§ **What is being asked**: Pull out each line in the material below that contains the word "tree". Capital and small letters count, so match the case.

§ **Dataset rows**:
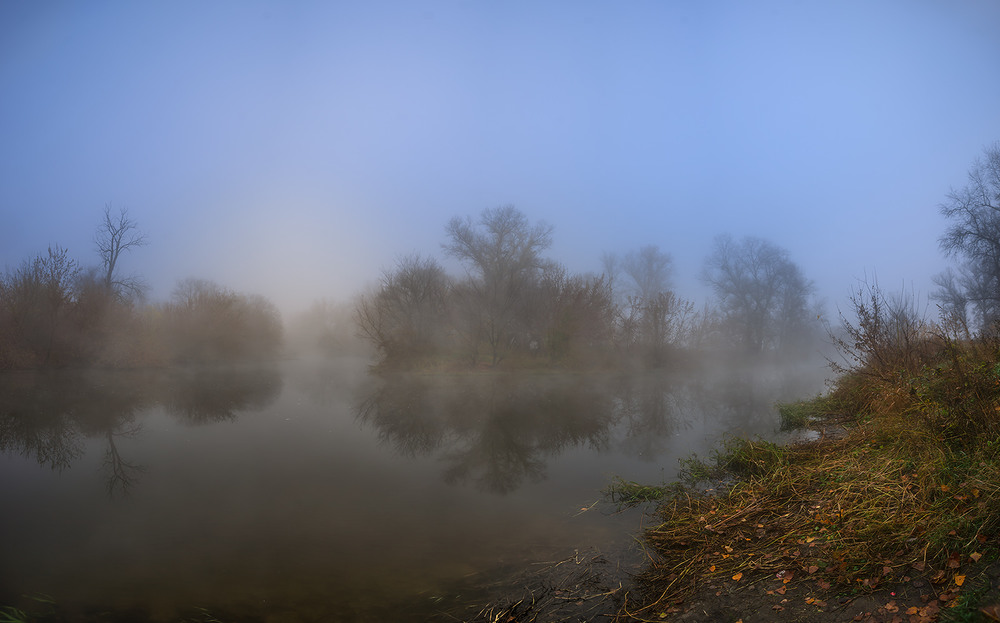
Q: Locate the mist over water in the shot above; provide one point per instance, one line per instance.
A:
(314, 489)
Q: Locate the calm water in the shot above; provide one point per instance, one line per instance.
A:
(315, 492)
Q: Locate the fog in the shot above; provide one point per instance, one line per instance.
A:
(296, 151)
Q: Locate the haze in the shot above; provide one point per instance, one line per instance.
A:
(295, 150)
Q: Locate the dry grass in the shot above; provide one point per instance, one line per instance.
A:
(853, 513)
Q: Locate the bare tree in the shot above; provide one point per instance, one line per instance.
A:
(405, 315)
(503, 255)
(37, 298)
(974, 238)
(649, 269)
(761, 293)
(114, 236)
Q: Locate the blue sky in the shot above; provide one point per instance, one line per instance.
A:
(296, 149)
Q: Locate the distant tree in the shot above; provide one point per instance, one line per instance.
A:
(973, 237)
(503, 255)
(115, 235)
(649, 271)
(761, 293)
(205, 322)
(37, 298)
(405, 316)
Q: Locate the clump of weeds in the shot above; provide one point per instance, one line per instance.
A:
(913, 488)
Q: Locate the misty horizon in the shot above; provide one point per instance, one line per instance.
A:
(296, 152)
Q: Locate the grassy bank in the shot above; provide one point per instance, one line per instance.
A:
(909, 485)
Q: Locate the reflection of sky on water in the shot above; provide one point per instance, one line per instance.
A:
(318, 488)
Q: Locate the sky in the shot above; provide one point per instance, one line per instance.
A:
(297, 149)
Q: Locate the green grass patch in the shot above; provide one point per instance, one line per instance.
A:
(626, 493)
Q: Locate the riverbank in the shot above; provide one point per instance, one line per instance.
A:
(896, 517)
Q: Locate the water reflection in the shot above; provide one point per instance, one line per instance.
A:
(48, 416)
(499, 431)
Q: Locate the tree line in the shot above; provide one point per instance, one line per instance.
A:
(54, 311)
(511, 302)
(514, 302)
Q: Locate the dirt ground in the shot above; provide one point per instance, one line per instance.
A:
(590, 587)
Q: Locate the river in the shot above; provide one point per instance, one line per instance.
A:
(309, 491)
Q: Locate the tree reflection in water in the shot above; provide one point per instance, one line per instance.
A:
(49, 416)
(499, 431)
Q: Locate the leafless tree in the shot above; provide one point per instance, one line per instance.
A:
(761, 293)
(503, 255)
(404, 317)
(115, 235)
(974, 239)
(37, 298)
(649, 270)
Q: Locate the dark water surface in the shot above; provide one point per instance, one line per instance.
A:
(312, 491)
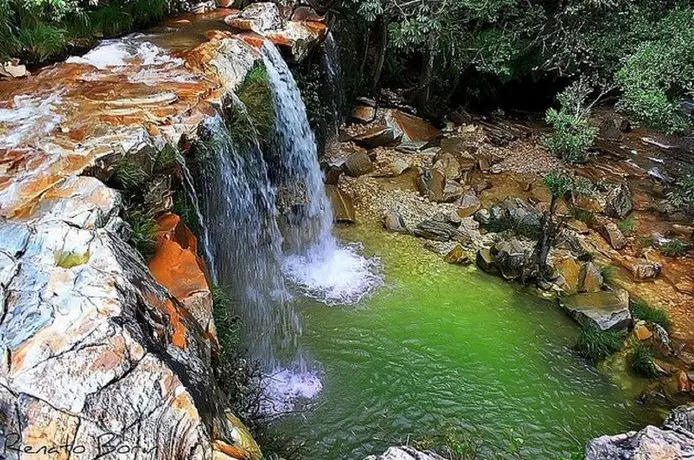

§ **Task solution**:
Q: Locate the bare tree in the shot above; provide one point per instance, one line per instance.
Q: Locate the distant tree in the shot above; provide one point per instance, one line per instance.
Q: Locate the tree line in the shot above; provide one point per instance, one line per instance.
Q: Locate the tree reflection in water in the shot above; provide one point per instance, one line per instance.
Q: Locate the leafless tree in the shot above; provide one point per instance, one line per instance.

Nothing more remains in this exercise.